▸ Complete the following
1 > According to the summary on formal methods and agentic coding, roughly what share of the cost of generating the example game went to output tokens?
2 > Translate this sentence from the summary on formal methods and agentic coding into Spanish: "When agentic coding consistently produces fewer defects than human-written code, its adoption will accelerate."

▸ Text provided
<<<<

Key Takeaway: Verification is only as good as the specification. Missing checks in the specification creates opportunities for bugs.

Commercial Relevance of Formal Methods

Formal methods have become commercially relevant:

seL4 Microkernel: A fully verified operating system for embedded and security-critical applications.
CompCert C Compiler: A verified compiler ensuring that generated code precisely matches the C program's intent, used in security-critical and aviation industries.
Project Everest: Focuses on verified libraries for cryptography, protecting internet traffic.
Microprocessors: Formal methods have been used for decades to ensure the correctness of microprocessor designs.

Progress in Verification: Over the last 20+ years, there has been significant progress in the size and speed of verification, driven by benchmarks. Success rates have risen from ~30% to nearly 100%, and runtime has decreased by over 50x.

Categories of Verification Tools:

Static Verification:
- Type Systems: Basic form of static verification.
- Daphne, Ron Spark, Ada: Tightly couple theorems with code.
- Lean, Coq: Provide theorem proving separate from code, requiring careful alignment.
Model Checking: Deals with finite-state machines and proving properties about them.
Theorem Proving: More powerful reasoning techniques, not limited to finite states.

Agentic Coding for High Assurance

Agentic coding, using LLMs for code generation, can be enhanced for reliability:

Detailed Specifications: Essential for guiding LLMs.
Type Languages: Leverage static typing for better code quality.
Modular Code: Break down problems into smaller, manageable modules.
Explicit Risk Analysis: Ask LLMs to perform risk analysis and write safety cases (statements about potential failures and their mitigations). This is qualitative reasoning LLMs can perform.
Separate Teams/Prompts: Use distinct prompts for code generation and testing, mimicking separate verification teams.
Multiple Model Providers: Employ different LLMs for code writing and test generation.
Formal Methods Integration: Apply formal methods to critical code sections.
Keep Code Small and Outsource: Utilize well-tested libraries for common functionalities.

Software 3.0 and New Assurance Techniques

Software 3.0, as promoted by Andrej Karpathy, views prompts as programs, with LLMs programming through AI. This paradigm presents new challenges:

Non-determinism and Huge State Space: Traditional verification techniques are largely ineffective.
New Failure Modes: LLMs have different failure modes.
Potential for New Resilience: LLMs can handle ambiguity and respond to unanticipated inputs. Architectures can be designed to invoke LLMs for error conditions, offering new forms of protection.

Cost of Agentic Coding

The cost of agentic coding is explored:

Example Game Generation: A simple game took 2 minutes of prompting, costing about $2.
Cost Breakdown: Output tokens are only ~15% of the cost; the rest is for repeated input tokens (tests) and reasoning tokens.
Human vs. AI Cost:
- High Assurance Code (Space Shuttle): ~$1,000/line (1990) to ~$2,500/line (2005), potentially up to $3,000/line for security-critical software.
- Typical Software Development: $10-$100/line.
- Low-Cost Contractors: $1-$10/line.
- Agentic Coding: A broad range, potentially much lower than typical software.

Key Insight: Agentic coding has the potential to produce high assurance software 100 times more cheaply than typical software is produced today, given the ~100x gap between high assurance and typical code costs.

Conclusion: The Path to Zero Bugs

The presentation concludes by reiterating that software reliability is a solved problem in industries like aerospace. With agents geared towards high assurance (using formal methods, extensive processes, adversarial testing), we can expect:

100x cheaper high assurance code.
A proliferation of bug-free experiences.

This push towards zero bugs also addresses limitations in current agentic coding, particularly the quality of generated software. When agentic coding consistently produces fewer defects than human-written code, its adoption will accelerate. The knowledge and techniques to achieve this have existed for decades.

The presentation ends with a lighthearted note about tardigrades (Temporal's mascot, Ziggy) not being bugs, emphasizing the company's focus on building durable execution for reliable modern software.

>>>>

▸ Supplied entries
<<<<

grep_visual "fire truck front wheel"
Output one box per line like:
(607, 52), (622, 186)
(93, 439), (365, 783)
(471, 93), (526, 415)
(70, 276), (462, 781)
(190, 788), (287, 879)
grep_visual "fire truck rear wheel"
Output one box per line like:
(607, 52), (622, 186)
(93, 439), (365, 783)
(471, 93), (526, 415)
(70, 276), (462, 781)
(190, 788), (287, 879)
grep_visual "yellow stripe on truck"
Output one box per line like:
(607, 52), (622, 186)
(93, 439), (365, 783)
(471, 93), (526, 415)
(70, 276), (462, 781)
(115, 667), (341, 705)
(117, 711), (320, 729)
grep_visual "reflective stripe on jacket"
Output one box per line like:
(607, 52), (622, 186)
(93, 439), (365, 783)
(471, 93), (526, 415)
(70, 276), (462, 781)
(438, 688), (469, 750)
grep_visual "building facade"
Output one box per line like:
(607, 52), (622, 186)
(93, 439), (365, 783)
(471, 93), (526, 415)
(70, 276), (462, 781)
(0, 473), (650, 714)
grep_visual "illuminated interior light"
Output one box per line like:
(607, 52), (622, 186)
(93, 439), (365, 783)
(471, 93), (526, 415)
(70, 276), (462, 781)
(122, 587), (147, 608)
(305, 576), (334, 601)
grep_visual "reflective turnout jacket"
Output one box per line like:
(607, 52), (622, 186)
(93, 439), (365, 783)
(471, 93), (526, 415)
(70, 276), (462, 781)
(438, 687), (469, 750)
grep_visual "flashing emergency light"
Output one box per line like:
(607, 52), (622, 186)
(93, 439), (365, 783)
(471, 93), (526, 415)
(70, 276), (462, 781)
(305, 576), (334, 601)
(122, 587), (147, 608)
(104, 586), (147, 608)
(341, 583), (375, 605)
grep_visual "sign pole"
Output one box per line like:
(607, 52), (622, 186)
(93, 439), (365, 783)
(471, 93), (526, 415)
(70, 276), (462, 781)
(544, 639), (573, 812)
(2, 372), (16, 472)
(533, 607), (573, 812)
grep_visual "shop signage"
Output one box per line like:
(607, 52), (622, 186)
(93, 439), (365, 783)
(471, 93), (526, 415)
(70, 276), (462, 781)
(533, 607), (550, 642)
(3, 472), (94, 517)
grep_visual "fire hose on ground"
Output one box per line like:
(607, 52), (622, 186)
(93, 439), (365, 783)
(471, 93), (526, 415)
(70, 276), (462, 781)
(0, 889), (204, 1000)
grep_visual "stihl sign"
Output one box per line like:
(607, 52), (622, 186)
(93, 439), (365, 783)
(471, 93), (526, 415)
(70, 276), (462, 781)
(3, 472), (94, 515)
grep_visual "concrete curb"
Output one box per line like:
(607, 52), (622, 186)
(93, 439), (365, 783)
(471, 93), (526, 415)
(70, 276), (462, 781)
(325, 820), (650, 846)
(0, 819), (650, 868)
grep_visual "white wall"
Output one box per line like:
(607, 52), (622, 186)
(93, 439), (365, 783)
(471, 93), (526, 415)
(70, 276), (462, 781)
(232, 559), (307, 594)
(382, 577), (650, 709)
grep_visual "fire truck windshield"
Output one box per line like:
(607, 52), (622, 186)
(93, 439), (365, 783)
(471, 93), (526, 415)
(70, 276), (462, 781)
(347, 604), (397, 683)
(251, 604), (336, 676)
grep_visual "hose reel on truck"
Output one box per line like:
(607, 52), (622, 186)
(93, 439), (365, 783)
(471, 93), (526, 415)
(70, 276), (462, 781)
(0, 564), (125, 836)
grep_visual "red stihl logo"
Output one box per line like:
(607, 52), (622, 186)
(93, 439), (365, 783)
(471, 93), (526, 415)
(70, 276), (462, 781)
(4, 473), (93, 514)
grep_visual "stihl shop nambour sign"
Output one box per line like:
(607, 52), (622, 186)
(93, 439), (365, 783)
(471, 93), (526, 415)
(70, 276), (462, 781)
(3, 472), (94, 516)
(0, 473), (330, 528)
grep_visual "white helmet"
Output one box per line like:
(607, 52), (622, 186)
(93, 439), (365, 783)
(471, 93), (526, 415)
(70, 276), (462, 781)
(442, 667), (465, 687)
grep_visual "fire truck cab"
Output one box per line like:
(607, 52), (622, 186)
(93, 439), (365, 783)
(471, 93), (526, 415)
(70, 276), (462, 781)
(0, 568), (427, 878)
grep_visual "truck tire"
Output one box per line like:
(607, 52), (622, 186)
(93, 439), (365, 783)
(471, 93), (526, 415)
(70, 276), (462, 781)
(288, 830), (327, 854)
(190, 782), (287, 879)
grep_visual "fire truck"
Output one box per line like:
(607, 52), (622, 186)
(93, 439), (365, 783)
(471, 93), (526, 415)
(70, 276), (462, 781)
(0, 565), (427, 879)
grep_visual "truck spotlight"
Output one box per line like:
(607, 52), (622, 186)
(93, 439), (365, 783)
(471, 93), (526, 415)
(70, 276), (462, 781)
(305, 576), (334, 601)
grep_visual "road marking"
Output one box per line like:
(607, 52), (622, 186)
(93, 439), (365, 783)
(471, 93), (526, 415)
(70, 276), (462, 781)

>>>>

▸ Answers by item number
1 > About 15%.

2 > Cuando la programación agéntica produzca sistemáticamente menos defectos que el código escrito por humanos, su adopción se acelerará.